Sandilara Mengerang di Kudus
Oleh: Asa Jatmiko
9/13/2025


Iniibubudi, Kudus; Minggu (21/9) Teater Sandilara tampil di RKBBR memainkan lakon “Erang” karya dan sutradara Idham Ardi N. Banyak teman-teman aktivis teater dan pandemen teater menyaksikan pertunjukan ini, bahkan nampak hadir juga teman-teman dari Pemalang, Batang, Semarang, Jepara, Pati, Demak. Para aktor bermain energik, dan beberapa memainkan tidak hanya satu peran, kecuali pemeran Mijah dan Tarjo, suaminya.
Teror atas situasi ekonomi yang sulit, telah disusun secara terstruktur, masif dan sistematik oleh penguasa. Dengan dalih “Darurat Perang”, mereka menciptakan situasi dan kondisi seturut kepentingan penguasa. Tak pelak, orang-orang kecil termasuk Mijah dan Tarjo. Mereka bergelut dengan kehidupannya, sementara itu pula bergelut mengatasi keadaan.
Keyakinan, cinta yang utuh, pemberian diri kepada orang-orang tercinta untuk tetap bertahan hidup dan berjuang, melahirkan janin yang akan menjelma air bah dan pembalasan dendam atas hak-hak dan suara-suara yang dibungkam, atas penindasan, kesewenangan menuju kebebasan di dalam dunia baru.
Sebuah lakon yang menumbuhkan kecemasan dan ketakutan, rimbun dan menghebat, ketika orang-orang waras menatap masa depan. Selamat.
Seusai pertunjukan para praktisi dan pegiat teater berdialog dengan Teater Sandilara. Menjadi pemantik diskusi, yakni: Zaky Paijan, Siwi Agustina dan Asa Jatmiko, bersama Idham Ardi N.

Entri yang Disediakan

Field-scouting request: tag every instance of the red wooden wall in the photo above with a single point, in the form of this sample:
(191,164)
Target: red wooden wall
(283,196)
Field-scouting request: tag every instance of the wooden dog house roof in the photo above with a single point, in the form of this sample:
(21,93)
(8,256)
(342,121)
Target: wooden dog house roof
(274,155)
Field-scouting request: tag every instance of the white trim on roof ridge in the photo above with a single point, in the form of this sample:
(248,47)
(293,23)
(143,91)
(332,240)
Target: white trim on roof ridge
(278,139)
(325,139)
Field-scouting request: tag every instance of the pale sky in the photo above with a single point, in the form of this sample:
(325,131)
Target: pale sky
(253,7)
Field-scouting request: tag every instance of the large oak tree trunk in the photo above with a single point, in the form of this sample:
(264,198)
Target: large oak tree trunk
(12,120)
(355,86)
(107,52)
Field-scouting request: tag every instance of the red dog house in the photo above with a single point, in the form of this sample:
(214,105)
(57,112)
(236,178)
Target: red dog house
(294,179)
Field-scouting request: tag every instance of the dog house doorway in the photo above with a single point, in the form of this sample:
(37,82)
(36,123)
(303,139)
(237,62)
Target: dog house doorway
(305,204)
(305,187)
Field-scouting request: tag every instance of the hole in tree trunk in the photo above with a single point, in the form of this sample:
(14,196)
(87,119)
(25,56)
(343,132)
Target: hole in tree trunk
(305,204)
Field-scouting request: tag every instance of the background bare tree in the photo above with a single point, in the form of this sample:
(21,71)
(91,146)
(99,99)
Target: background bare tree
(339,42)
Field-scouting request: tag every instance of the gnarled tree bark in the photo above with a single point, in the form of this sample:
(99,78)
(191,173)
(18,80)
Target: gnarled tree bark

Soal 1
Salin tanpa perubahan bagian ulasan pertunjukan Teater Sandilara, mulai dari "Sandilara Mengerang di" dan terus sampai "dan Tarjo, suaminya.".
Soal 2
Menurut ulasan pertunjukan Teater Sandilara, siapa yang menulis dan menyutradarai lakon “Erang”?
Entri-entri ini diambil dari sumber lain.

Jawaban Lengkap 1
Sandilara Mengerang di Kudus
Oleh: Asa Jatmiko
9/13/2025


Iniibubudi, Kudus; Minggu (21/9) Teater Sandilara tampil di RKBBR memainkan lakon “Erang” karya dan sutradara Idham Ardi N. Banyak teman-teman aktivis teater dan pandemen teater menyaksikan pertunjukan ini, bahkan nampak hadir juga teman-teman dari Pemalang, Batang, Semarang, Jepara, Pati, Demak. Para aktor bermain energik, dan beberapa memainkan tidak hanya satu peran, kecuali pemeran Mijah dan Tarjo, suaminya.

Jawaban Lengkap 2
Lakon “Erang” ditulis dan disutradarai oleh Idham Ardi N.